**Provided passage:**

☆ ☆ ☆

Public Retirement Plans: A Non-Solution Solution
At least three states are actively exploring ways to increase retirement savings among private sector employees through something called “public retirement plans.” In mid-September the Oregon Retirement Savings Task Force issued a report, while the California Secure Choice Retirement Savings Investment Board is seeking candidates to conduct a study, and the State of Connecticut Retirement Security Board is trying to find the funding to conduct a feasibility study. Legislation is pending in about a dozen states to create additional boards to study this issue.
Mainly Democratic State Governors, Treasurers, and Comptrollers are driving these initiatives as a response to the lack of adequate retirement savings in their states. Here’s the concept. Employers would be required to offer their employees automatic payroll deductions, which would be linked to a new state agency. The agency would be empowered to administer and invest retirement accounts for the participating employees. Employers would not be required to contribute, and the employees would receive the tax benefits usually associated with 401(K)s and IRAs. Proponents argue that such a system would encourage more people to save, and offer a lower cost solution than the existing retirement products offered through small businesses and directly to individuals.
Businesses are wary of public retirement plans because they fear the additional costs of setting up and administering the payroll deductions. They also see this as a potential first step toward mandatory employer contributions. Meanwhile, Wall Street doesn’t seem thrilled about this idea either. For example, in Connecticut, the home of many financial services firms, the industry has been dead set against it. While the plans might attract additional pools of retirement savings, the industry seems more concerned about the potential competition.
The industry has a point. At the moment, many small businesses and individuals pay retail fees to brokerage firms, mutual funds, and administrators for these services. If Oregon, California, or Connecticut were to launch large investment platforms, individuals might suddenly find that they could enjoy wholesale pricing for virtually the same services.
Whether or not you think this is a good idea, I don’t think we’ll see public retirement plans in the immediate future. There are a host of legal issues to be sorted out with the SEC, IRS, and other federal agencies. There are all sorts of questions about program design. What kinds of investment options would be offered? Should public retirement plans offer dozens of mutual fund or ETF choices like a 401(K) or college 529 plan or large common pools? How would programs deal with the glide path as investors near retirement and seek to reduce risk? The questions go on and on. The financial industry has produced all sorts of answers to these questions in other contexts. However, it’s going to take these commissions a considerable amount of time and money to make the necessary decisions and come up with a comprehensive program. Moreover, most of the Commissions have to go back to their legislatures for authorization and money if their studies wind up recommending a particular approach to public retirement plans.

☆ ☆ ☆

**Data listing:**
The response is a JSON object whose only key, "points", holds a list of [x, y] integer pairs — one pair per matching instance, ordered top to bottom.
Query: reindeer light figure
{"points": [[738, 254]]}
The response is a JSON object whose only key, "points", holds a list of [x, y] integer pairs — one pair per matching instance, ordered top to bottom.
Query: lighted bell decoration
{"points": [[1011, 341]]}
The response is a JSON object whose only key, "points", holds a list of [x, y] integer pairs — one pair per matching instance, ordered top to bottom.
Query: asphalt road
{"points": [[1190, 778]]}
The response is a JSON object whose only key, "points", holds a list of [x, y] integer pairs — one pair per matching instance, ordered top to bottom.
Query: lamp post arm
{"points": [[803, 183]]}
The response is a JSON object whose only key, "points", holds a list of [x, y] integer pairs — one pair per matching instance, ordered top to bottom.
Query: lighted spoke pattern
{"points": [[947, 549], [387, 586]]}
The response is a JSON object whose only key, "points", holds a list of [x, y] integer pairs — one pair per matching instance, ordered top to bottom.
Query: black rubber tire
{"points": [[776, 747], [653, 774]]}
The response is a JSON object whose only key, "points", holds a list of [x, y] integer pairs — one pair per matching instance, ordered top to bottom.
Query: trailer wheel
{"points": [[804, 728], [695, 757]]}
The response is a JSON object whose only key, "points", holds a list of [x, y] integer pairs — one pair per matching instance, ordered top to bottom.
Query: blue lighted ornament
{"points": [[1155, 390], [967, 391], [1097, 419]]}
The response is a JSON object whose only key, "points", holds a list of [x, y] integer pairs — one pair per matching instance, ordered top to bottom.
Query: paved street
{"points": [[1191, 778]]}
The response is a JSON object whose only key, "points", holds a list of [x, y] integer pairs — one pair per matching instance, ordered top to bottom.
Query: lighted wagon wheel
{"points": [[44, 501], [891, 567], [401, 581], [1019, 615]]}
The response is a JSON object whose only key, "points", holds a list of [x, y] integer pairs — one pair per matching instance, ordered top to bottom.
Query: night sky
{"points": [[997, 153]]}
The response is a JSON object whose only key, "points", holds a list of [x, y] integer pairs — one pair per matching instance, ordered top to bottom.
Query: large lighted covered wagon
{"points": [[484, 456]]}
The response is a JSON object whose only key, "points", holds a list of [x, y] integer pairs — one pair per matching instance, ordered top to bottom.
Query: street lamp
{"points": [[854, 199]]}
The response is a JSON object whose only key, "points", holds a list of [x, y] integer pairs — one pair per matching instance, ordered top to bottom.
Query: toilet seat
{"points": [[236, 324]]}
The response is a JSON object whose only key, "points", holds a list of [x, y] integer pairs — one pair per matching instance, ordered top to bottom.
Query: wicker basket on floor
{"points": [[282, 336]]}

☆ ☆ ☆

**Work instructions:**
1. Does each statement agree with the article on public retirement plans? Answer yes or no for each, and quote the article's deciding words.
(a) Employers would have to contribute to their employees' accounts.
(b) The Oregon Retirement Savings Task Force issued a report in mid-September.
(c) The writer expects public retirement plans to appear in the immediate future.
2. Answer these questions from the article on public retirement plans:
(a) In about how many states is legislation pending to create additional boards to study the issue?
(b) What do businesses see the plans as a potential first step toward?
(c) In which state has the financial industry been dead set against the idea?
3. Carry on the article on public retirement plans, starting after its final sentence.
The lines above are separate material, unconnected to the article on public retirement plans.

**Answers by item number:**
1.
(a) No: "Employers would not be required to contribute"
(b) Yes: "In mid-September the Oregon Retirement Savings Task Force issued a report"
(c) No: "I don’t think we’ll see public retirement plans in the immediate future."

2.
(a) About a dozen
(b) Mandatory employer contributions
(c) Connecticut

3.
Conceptually, this is an attractive idea. It would be like creating dozens of Vanguards all over the country. As a big believer in low cost investing, I’d like to see more platforms that could put effective pressure on Wall Street. While some states might have the political leadership and resources to create public retirement plans, I’d bet that this concept wouldn’t fare well in the average state.
In my opinion, we already have a public entity that could conceivably do the job: the Federal Thrift Investment Board, which offers retirement options to federal employees. It is a high quality, low cost provider of investment services for employees. However, the idea of using the Federal plan is about as likely as using Medicare as a template for all of our health insurance needs.
In the end, public retirement plans are severely flawed for a more fundamental reason than the potential for state governments to administer them poorly. Many of the folks who have not prepared for retirement simply don’t have the wherewithal to save. Study after study has shown that the vast majority of Americans have suffered a loss of inflation-adjusted income in the past several decades. Setting up additional retirement savings options may be a nice idea. However, folks have to have enough income in order to forego 3% to 6% of their take home pay.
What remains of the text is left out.